# START OF Text segment

Finding the right example. A running example helps to tie the talk together, and it reduces the cognitive burden on the audience. Get the audience engaged early with a concrete problem, and show throughout the talk how each idea acts on that problem. As I've written elsewhere:
Running examples greet the reader like old friends. The [audience] will grasp a point more quickly and completely, and remember it better, when it is applied to a familiar example rather than a new one. So if possible, devise one or two especially nice examples that you can keep revisiting to make a series of points.
Consistency. For the same reasons, you should use a consistent visual language. Choose a few colors and fonts. Specific colors and fonts should consistently mean the same thing—plan this out at the storyboarding step. Your terminology and notation should also be simple and consistent. Reuse graphic elements mercilessly across slides.
Knowing what not to explain. You can't teach everything in the allotted time. If you try, you may end up with a cramped section that no one will understand, unless they're already quite familiar with it. Cut this section and replace it with something higher-level.
Opening strong. The beginning of the talk is special. It has to hook the audience. They're all deeply tempted to "glance" at their email. Make them put those phones away! Convince them that this talk will be (a) interesting, (b) important, (c) fun and easy. They'll listen if they think they're in good hands.
Here's a short video on how to design an intro that will hook your audience, as well as a Twitter thread on how to wrap up the talk at the end.

# END OF Text segment

### Short task a
Repeat the rows verbatim, beginning with the first row and stopping after the row that contains "Provide the mask of every instance of the hiker.".

# START OF Supplied data

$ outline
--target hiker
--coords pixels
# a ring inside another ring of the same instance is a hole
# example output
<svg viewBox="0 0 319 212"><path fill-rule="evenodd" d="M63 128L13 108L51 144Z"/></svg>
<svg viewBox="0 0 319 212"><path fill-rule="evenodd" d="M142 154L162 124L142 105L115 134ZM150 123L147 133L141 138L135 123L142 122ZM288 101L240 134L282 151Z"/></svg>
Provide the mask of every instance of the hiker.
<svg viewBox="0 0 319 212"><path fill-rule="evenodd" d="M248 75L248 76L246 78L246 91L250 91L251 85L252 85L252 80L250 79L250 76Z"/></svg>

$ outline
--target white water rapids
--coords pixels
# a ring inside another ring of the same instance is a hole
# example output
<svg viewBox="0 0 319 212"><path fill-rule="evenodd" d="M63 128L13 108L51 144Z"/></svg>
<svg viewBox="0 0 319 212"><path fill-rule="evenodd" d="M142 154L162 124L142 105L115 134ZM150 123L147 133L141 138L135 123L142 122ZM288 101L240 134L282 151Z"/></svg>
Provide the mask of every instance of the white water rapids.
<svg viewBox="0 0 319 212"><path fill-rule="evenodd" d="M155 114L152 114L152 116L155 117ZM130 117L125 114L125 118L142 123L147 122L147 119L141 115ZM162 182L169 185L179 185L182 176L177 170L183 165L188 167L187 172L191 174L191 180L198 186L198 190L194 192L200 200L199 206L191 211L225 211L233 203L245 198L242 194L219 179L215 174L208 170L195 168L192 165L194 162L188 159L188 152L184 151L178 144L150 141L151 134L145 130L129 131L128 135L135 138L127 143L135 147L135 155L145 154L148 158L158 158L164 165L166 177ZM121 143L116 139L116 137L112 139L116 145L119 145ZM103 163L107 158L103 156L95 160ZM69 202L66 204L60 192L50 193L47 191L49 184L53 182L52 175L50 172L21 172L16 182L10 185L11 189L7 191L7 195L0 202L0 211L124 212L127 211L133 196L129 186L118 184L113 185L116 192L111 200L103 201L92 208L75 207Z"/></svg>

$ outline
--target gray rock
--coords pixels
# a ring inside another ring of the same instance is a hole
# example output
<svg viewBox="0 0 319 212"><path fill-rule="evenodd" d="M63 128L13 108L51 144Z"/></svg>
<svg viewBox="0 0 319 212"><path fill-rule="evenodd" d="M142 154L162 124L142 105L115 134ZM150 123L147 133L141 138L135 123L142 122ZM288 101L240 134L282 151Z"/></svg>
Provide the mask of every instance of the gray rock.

# END OF Supplied data

### Short task b
Reproduce the passage on giving talks word for word, beginning at "Opening strong. The" and stopping after "in good hands.".

### Expected answer a
$ outline
--target hiker
--coords pixels
# a ring inside another ring of the same instance is a hole
# example output
<svg viewBox="0 0 319 212"><path fill-rule="evenodd" d="M63 128L13 108L51 144Z"/></svg>
<svg viewBox="0 0 319 212"><path fill-rule="evenodd" d="M142 154L162 124L142 105L115 134ZM150 123L147 133L141 138L135 123L142 122ZM288 101L240 134L282 151Z"/></svg>
Provide the mask of every instance of the hiker.

### Expected answer b
Opening strong. The beginning of the talk is special. It has to hook the audience. They're all deeply tempted to "glance" at their email. Make them put those phones away! Convince them that this talk will be (a) interesting, (b) important, (c) fun and easy. They'll listen if they think they're in good hands.